Exercise. Your answer should repeat every record verbatim.

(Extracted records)
* * *
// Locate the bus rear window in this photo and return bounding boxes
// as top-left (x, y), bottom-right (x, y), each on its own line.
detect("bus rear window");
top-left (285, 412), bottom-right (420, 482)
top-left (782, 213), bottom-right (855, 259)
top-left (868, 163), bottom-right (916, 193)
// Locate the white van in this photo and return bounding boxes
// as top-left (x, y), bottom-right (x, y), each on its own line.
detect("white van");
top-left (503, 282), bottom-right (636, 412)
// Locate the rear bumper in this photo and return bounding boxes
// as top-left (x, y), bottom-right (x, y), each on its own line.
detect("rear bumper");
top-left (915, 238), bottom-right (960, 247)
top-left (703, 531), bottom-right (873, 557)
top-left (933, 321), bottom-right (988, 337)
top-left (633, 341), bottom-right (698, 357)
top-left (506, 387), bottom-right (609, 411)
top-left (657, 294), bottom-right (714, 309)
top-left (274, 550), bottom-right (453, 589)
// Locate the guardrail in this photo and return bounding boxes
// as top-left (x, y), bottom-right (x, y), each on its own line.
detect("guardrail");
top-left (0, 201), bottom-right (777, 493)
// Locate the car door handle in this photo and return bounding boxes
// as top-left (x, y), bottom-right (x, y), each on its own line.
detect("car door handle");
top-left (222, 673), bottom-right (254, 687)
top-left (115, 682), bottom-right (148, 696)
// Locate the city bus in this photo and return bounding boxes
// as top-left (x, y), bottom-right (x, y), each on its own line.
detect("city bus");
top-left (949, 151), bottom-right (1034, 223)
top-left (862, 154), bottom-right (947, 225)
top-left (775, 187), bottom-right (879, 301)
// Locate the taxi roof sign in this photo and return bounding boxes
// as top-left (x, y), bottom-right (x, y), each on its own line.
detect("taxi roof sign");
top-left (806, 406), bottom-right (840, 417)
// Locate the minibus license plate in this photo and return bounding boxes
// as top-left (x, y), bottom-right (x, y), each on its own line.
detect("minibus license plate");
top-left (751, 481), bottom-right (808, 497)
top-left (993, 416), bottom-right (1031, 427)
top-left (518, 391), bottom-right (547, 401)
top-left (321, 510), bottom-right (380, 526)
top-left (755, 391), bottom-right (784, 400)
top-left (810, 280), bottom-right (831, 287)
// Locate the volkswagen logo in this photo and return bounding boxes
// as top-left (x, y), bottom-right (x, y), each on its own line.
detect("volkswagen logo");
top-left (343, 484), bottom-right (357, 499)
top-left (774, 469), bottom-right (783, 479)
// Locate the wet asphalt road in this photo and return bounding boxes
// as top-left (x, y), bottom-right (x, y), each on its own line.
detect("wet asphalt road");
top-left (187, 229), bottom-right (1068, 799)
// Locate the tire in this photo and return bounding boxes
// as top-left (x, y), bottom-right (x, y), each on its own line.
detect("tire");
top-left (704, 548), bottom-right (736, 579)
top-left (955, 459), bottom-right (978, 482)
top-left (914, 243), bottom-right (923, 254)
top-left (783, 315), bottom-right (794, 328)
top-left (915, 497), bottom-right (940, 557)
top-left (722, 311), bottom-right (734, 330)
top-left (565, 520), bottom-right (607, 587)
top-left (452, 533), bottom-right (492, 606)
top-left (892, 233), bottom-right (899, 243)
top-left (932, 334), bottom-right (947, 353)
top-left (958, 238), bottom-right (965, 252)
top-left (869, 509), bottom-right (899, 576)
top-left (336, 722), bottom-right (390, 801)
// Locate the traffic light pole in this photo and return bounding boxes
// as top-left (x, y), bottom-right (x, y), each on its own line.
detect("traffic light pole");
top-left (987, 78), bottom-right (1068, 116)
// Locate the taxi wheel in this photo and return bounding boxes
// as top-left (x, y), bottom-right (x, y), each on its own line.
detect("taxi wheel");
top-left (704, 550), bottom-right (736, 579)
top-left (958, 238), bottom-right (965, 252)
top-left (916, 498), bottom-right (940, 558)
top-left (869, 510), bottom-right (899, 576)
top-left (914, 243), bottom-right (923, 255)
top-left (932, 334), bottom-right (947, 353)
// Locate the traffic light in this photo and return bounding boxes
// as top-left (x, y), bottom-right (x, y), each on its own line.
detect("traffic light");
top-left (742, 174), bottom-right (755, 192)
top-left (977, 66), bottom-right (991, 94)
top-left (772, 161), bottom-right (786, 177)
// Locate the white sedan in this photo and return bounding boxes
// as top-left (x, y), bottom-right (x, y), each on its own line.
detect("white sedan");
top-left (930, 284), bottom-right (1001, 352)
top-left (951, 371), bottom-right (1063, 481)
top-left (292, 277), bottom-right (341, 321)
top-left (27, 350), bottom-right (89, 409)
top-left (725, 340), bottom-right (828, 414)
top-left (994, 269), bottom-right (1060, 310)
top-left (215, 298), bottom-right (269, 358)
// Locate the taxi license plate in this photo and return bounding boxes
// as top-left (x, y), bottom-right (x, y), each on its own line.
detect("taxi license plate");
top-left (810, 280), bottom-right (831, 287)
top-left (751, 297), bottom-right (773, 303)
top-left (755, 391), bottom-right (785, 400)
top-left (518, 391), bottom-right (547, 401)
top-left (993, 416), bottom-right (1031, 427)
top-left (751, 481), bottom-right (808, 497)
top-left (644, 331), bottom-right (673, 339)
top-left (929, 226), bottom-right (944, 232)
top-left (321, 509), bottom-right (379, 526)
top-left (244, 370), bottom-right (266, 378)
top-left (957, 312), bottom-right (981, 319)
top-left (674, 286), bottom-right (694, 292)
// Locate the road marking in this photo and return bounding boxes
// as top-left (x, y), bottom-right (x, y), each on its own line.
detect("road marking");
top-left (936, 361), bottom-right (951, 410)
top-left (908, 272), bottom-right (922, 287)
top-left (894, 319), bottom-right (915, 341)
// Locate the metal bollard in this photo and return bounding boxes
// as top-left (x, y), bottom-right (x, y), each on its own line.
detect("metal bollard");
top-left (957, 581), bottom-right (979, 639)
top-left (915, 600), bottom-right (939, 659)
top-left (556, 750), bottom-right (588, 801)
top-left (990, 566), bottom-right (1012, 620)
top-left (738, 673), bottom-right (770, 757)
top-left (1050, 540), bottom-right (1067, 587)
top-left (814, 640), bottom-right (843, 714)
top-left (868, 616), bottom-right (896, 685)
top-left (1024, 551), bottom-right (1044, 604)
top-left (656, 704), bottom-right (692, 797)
* * *
Final answer.
// Locate the bus rear window in this photo and return bounding boxes
// as top-left (x, y), bottom-right (x, y), each on its own line.
detect("bus rear window");
top-left (285, 412), bottom-right (420, 482)
top-left (782, 213), bottom-right (855, 259)
top-left (868, 163), bottom-right (916, 193)
// Locate the white van in this photo and return bounding boxes
// as top-left (x, y), bottom-right (x, y), each on its own line.
detect("white van");
top-left (503, 282), bottom-right (636, 412)
// Locate the rear bumper in this photo and return bounding boxes
// as top-left (x, y), bottom-right (x, y), each on its own line.
detect("rear bumper");
top-left (915, 238), bottom-right (960, 247)
top-left (703, 531), bottom-right (873, 557)
top-left (933, 321), bottom-right (988, 337)
top-left (633, 341), bottom-right (698, 357)
top-left (506, 387), bottom-right (609, 411)
top-left (657, 294), bottom-right (714, 309)
top-left (274, 550), bottom-right (453, 589)
// Locate the guardrail in this photo and return bounding boxes
// as top-left (x, y), bottom-right (x, y), each on its own line.
detect("guardrail");
top-left (0, 201), bottom-right (777, 493)
// Locate the car door handle in this photo and return bounding boxes
// as top-left (x, y), bottom-right (x, y), each on its own line.
detect("car door handle");
top-left (222, 673), bottom-right (254, 687)
top-left (115, 682), bottom-right (148, 696)
// Locate the city bus in this photo and return bounding boxes
// as top-left (x, y), bottom-right (x, y), each on its own line.
detect("city bus");
top-left (949, 151), bottom-right (1034, 223)
top-left (862, 154), bottom-right (947, 225)
top-left (775, 187), bottom-right (879, 301)
// Locate the taxi roof sign in this photo and return bounding boxes
// as top-left (x, y), bottom-right (x, y), each on its own line.
detect("taxi roof sign");
top-left (806, 406), bottom-right (840, 417)
// Locate the minibus license plate in this photo and return bounding boxes
// as top-left (x, y), bottom-right (x, y), each on its own line.
detect("minibus license plate");
top-left (751, 481), bottom-right (808, 497)
top-left (993, 416), bottom-right (1031, 427)
top-left (518, 391), bottom-right (547, 401)
top-left (321, 510), bottom-right (380, 526)
top-left (755, 391), bottom-right (784, 400)
top-left (810, 280), bottom-right (831, 287)
// Locate the volkswagen logo in this photo and return bounding boxes
// as top-left (x, y), bottom-right (x, y), each on its own line.
detect("volkswagen logo");
top-left (343, 484), bottom-right (357, 499)
top-left (774, 469), bottom-right (783, 479)
// Locate the wet asphalt road in this photo and return bounding boxes
// as top-left (x, y), bottom-right (x, y), each on its own line.
detect("wet asphalt road");
top-left (187, 229), bottom-right (1068, 799)
// Locate the tire in this photo and return bounding boxes
// as top-left (x, y), bottom-right (x, y), each on its own line.
detect("tire");
top-left (704, 548), bottom-right (736, 579)
top-left (955, 459), bottom-right (978, 482)
top-left (914, 243), bottom-right (923, 254)
top-left (783, 315), bottom-right (794, 328)
top-left (915, 497), bottom-right (940, 557)
top-left (722, 311), bottom-right (734, 330)
top-left (565, 520), bottom-right (607, 587)
top-left (452, 533), bottom-right (492, 606)
top-left (892, 233), bottom-right (899, 243)
top-left (932, 334), bottom-right (947, 353)
top-left (958, 238), bottom-right (965, 252)
top-left (869, 509), bottom-right (899, 576)
top-left (336, 722), bottom-right (390, 801)
// Locate the traffic light pole in this photo and return bounding boxes
// as top-left (x, y), bottom-right (x, y), each on its own line.
detect("traffic light pole");
top-left (987, 78), bottom-right (1068, 116)
// Locate the taxi wheel in this photo and return bounding boxes
// as top-left (x, y), bottom-right (x, y), each on its own line.
detect("taxi wheel");
top-left (704, 550), bottom-right (736, 579)
top-left (958, 238), bottom-right (965, 252)
top-left (916, 498), bottom-right (940, 558)
top-left (869, 510), bottom-right (899, 576)
top-left (914, 243), bottom-right (923, 255)
top-left (932, 334), bottom-right (947, 353)
// Locate the traffic light in this photo and return bounding boxes
// as top-left (x, y), bottom-right (x, y), each on its own line.
detect("traffic light");
top-left (742, 174), bottom-right (755, 192)
top-left (977, 66), bottom-right (991, 94)
top-left (772, 161), bottom-right (786, 177)
// Locate the white sedan in this photo and return bounding boxes
// as top-left (x, y), bottom-right (x, y), each on its own line.
detect("white sedan");
top-left (930, 284), bottom-right (1001, 352)
top-left (951, 371), bottom-right (1063, 481)
top-left (292, 277), bottom-right (341, 321)
top-left (27, 350), bottom-right (89, 409)
top-left (725, 340), bottom-right (828, 414)
top-left (994, 269), bottom-right (1060, 310)
top-left (215, 298), bottom-right (269, 358)
// Locate the taxi license plate in this photo and return bounding boxes
// as top-left (x, y), bottom-right (x, y), each on its own line.
detect("taxi license plate");
top-left (810, 280), bottom-right (831, 287)
top-left (751, 297), bottom-right (773, 303)
top-left (755, 391), bottom-right (785, 400)
top-left (518, 391), bottom-right (547, 401)
top-left (993, 416), bottom-right (1031, 427)
top-left (751, 481), bottom-right (808, 497)
top-left (644, 331), bottom-right (673, 339)
top-left (929, 226), bottom-right (944, 232)
top-left (321, 509), bottom-right (379, 526)
top-left (244, 370), bottom-right (266, 378)
top-left (957, 312), bottom-right (981, 319)
top-left (674, 286), bottom-right (694, 292)
// Locate the road marking in this photo and return bounding boxes
// as top-left (x, y), bottom-right (x, y), each on its own line.
detect("road marking");
top-left (936, 361), bottom-right (951, 410)
top-left (908, 272), bottom-right (922, 287)
top-left (894, 319), bottom-right (915, 341)
// Locate the metal bollard in this photo and return bounding boxes
// as top-left (x, y), bottom-right (x, y), each on its own line.
detect("metal bollard");
top-left (957, 581), bottom-right (979, 639)
top-left (915, 600), bottom-right (939, 659)
top-left (556, 750), bottom-right (588, 801)
top-left (990, 566), bottom-right (1012, 620)
top-left (738, 673), bottom-right (770, 757)
top-left (1050, 540), bottom-right (1067, 587)
top-left (814, 640), bottom-right (843, 714)
top-left (868, 616), bottom-right (896, 685)
top-left (1024, 551), bottom-right (1044, 604)
top-left (656, 704), bottom-right (692, 797)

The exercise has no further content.